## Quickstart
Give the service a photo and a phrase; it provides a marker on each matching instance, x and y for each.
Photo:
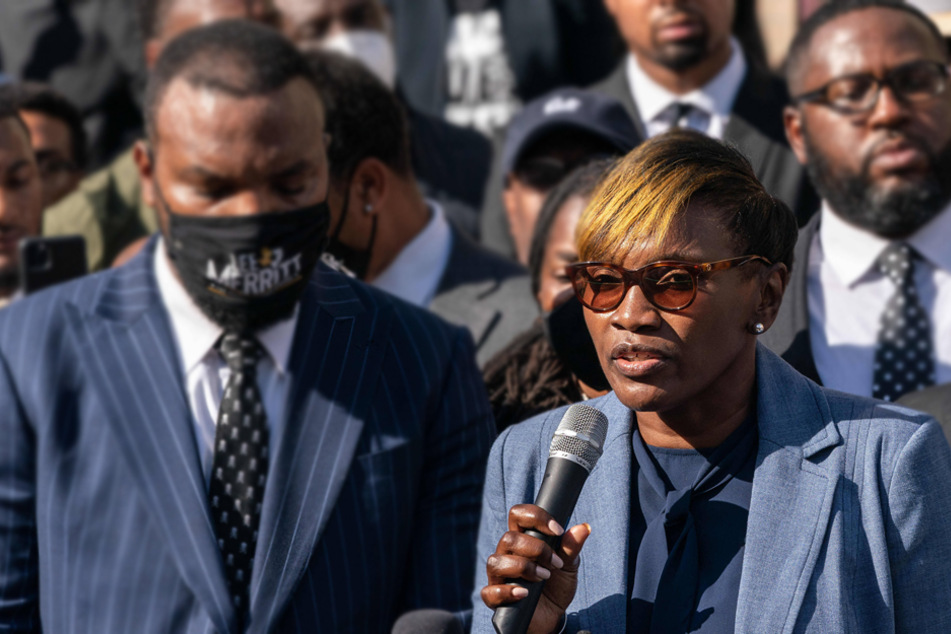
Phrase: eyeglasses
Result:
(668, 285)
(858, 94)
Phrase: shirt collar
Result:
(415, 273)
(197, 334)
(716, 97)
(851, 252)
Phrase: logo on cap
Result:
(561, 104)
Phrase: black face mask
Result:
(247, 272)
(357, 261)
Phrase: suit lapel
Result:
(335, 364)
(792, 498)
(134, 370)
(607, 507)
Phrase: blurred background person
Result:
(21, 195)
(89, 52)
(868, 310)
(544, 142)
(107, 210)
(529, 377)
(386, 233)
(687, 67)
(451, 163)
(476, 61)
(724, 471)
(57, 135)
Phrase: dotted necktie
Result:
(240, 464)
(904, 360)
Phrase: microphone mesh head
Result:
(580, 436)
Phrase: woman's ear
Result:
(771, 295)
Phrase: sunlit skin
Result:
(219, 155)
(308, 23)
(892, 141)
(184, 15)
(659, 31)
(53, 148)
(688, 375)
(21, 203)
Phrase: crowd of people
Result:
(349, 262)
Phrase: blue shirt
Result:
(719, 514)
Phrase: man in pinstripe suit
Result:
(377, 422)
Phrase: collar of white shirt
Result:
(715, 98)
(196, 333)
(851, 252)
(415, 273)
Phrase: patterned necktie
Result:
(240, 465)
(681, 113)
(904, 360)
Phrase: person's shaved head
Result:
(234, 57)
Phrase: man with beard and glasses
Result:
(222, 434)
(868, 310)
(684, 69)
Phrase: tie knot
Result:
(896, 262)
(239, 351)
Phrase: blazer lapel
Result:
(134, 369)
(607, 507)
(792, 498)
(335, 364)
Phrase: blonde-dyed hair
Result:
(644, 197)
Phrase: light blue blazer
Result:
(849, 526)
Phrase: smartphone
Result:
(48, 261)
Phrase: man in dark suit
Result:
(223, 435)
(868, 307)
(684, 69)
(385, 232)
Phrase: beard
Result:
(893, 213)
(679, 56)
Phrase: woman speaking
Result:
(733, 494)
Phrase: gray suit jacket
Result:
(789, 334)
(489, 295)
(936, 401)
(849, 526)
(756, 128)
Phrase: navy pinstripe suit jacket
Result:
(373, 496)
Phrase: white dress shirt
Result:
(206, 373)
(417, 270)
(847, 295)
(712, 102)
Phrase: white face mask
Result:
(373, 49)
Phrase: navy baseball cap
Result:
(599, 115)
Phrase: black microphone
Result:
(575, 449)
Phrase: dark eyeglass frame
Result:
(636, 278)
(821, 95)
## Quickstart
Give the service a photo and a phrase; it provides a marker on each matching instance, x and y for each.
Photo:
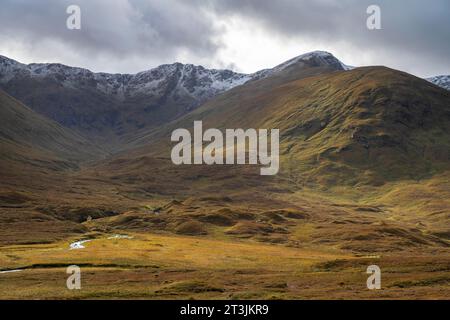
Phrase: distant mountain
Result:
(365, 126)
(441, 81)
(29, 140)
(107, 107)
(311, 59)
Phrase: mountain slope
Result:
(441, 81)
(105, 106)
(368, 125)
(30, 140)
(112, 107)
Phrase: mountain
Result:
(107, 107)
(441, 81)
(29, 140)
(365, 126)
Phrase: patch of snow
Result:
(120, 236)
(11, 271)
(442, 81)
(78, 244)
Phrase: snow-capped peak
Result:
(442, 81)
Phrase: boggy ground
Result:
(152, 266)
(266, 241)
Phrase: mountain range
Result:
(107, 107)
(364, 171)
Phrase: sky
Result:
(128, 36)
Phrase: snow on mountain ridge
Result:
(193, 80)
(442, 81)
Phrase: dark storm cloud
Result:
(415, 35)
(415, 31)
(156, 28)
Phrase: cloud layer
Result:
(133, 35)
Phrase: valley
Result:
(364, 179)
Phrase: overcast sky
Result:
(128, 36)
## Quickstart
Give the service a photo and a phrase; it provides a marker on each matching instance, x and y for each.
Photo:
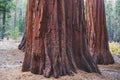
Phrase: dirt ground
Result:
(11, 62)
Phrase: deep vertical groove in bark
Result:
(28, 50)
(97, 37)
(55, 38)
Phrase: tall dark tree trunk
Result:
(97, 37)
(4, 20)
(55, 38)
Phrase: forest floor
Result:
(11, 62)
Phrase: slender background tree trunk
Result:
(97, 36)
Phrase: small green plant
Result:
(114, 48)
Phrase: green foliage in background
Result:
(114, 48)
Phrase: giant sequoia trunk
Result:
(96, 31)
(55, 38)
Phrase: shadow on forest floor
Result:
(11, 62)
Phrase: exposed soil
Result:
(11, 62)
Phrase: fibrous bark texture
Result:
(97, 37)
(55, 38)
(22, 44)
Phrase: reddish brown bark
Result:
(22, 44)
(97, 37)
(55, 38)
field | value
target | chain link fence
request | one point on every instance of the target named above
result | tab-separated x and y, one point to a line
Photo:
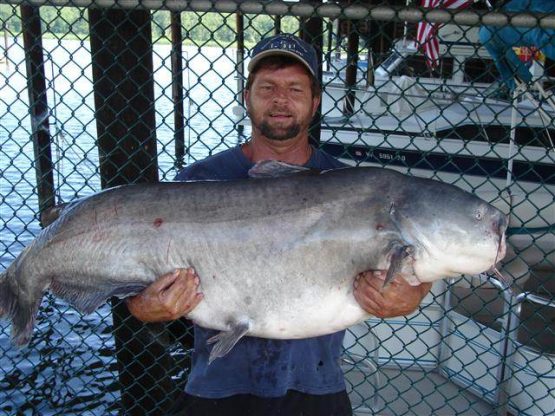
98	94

§ **TASK TO COMPLETE**:
Leave out the pictures and transcribe everything else exactly.

§ **SOLUTION TO THE PROBLEM**:
## Quickstart
Give the service a photo and a phrase; it provides a marker on each matching instance, x and y for each.
Photo:
Phrase: eyeglasses
Result:
(668, 285)
(858, 94)
Phrase: shirt collar
Result:
(415, 273)
(197, 334)
(716, 97)
(851, 252)
Phrase: logo on cap
Result:
(561, 104)
Phrase: black face mask
Result:
(247, 272)
(357, 261)
Phrase: suit lapel
Result:
(335, 364)
(792, 498)
(134, 370)
(607, 507)
Phrase: blurred background person
Result:
(21, 195)
(89, 52)
(868, 310)
(544, 142)
(107, 210)
(529, 377)
(386, 233)
(687, 67)
(451, 163)
(476, 61)
(724, 471)
(57, 135)
Phrase: dotted necktie
Result:
(240, 464)
(904, 360)
Phrase: microphone mesh head
Result:
(580, 436)
Phrase: woman's ear
Result:
(771, 295)
Phrase: sunlit skin
Result:
(219, 155)
(308, 23)
(892, 141)
(184, 15)
(659, 31)
(53, 148)
(688, 375)
(21, 203)
Phrase: crowd of people
Result:
(349, 262)
Phrase: blue shirt
Result:
(719, 514)
Phrase: man in pinstripe suit
Result:
(377, 422)
Phrase: collar of white shirt
Result:
(715, 98)
(196, 333)
(851, 252)
(415, 273)
Phrase: patterned necktie
Result:
(240, 465)
(681, 113)
(904, 360)
Phrase: person's shaved head
Result:
(234, 57)
Phrase: man with beard and glasses
Result:
(222, 434)
(868, 310)
(684, 69)
Phrase: tie knot
Result:
(896, 262)
(239, 351)
Phrase: blazer lapel
Result:
(134, 369)
(607, 507)
(792, 498)
(335, 364)
Phrase: blonde-dyed hair
Result:
(644, 197)
Phrase: light blue blazer
Result:
(849, 526)
Phrase: smartphone
Result:
(48, 261)
Phrase: man in dark suit
Result:
(223, 435)
(868, 307)
(684, 69)
(385, 232)
Phrase: beard
Result:
(893, 213)
(679, 56)
Phrase: woman speaking
Result:
(733, 494)
Phrase: gray suit jacket
Result:
(789, 334)
(489, 295)
(936, 401)
(849, 526)
(756, 128)
Phrase: navy pinstripe suit jacket
Result:
(373, 496)
Phrase: white dress shirt
Result:
(206, 373)
(417, 270)
(847, 295)
(712, 102)
Phrase: white face mask
Result:
(373, 49)
Phrase: navy baseball cap
Result:
(599, 115)
Phrase: black microphone
Result:
(575, 449)
Phrase: dark eyeglass frame
Result:
(636, 278)
(821, 95)
## Quickstart
Give the service a photo and a phrase; it provides a marker on each matching instance, x and y for each.
Photo:
Phrase: distant mountain
Result:
(365, 126)
(441, 81)
(29, 140)
(107, 107)
(311, 59)
Phrase: mountain slope
Result:
(441, 81)
(105, 106)
(368, 125)
(30, 140)
(112, 107)
Phrase: mountain
Result:
(107, 107)
(441, 81)
(29, 140)
(365, 126)
Phrase: patch of snow
Result:
(120, 236)
(11, 271)
(442, 81)
(78, 244)
Phrase: snow-capped peak
Result:
(442, 81)
Phrase: boggy ground
Result:
(152, 266)
(266, 241)
Phrase: mountain range
Result:
(107, 107)
(364, 171)
Phrase: sky
Result:
(128, 36)
Phrase: snow on mountain ridge
Result:
(193, 80)
(442, 81)
Phrase: dark storm cloud
Result:
(415, 35)
(415, 31)
(156, 28)
Phrase: cloud layer
Result:
(133, 35)
Phrase: valley
Result:
(364, 179)
Phrase: overcast sky
Result:
(128, 36)
## Quickstart
Give the service a photo and a phrase; it provides a marker on each matching instance, x and y for each.
Photo:
Phrase: dirt ground
Result:
(11, 62)
Phrase: deep vertical groove in bark
Result:
(28, 50)
(97, 37)
(55, 38)
Phrase: tall dark tree trunk
Result:
(97, 37)
(4, 20)
(55, 38)
Phrase: forest floor
Result:
(11, 62)
Phrase: slender background tree trunk
Result:
(97, 36)
Phrase: small green plant
Result:
(114, 48)
Phrase: green foliage in background
Result:
(114, 48)
Phrase: giant sequoia trunk
Result:
(96, 31)
(55, 38)
Phrase: shadow on forest floor
Result:
(11, 62)
Phrase: exposed soil
Result:
(11, 62)
Phrase: fibrous bark texture
Result:
(97, 37)
(55, 38)
(22, 44)
Phrase: reddish brown bark
Result:
(22, 44)
(97, 37)
(55, 38)
field | value
target | chain link fence
request | one point on every instance of the target named above
result | tab-separated x and y, one point to a line
Photo:
98	94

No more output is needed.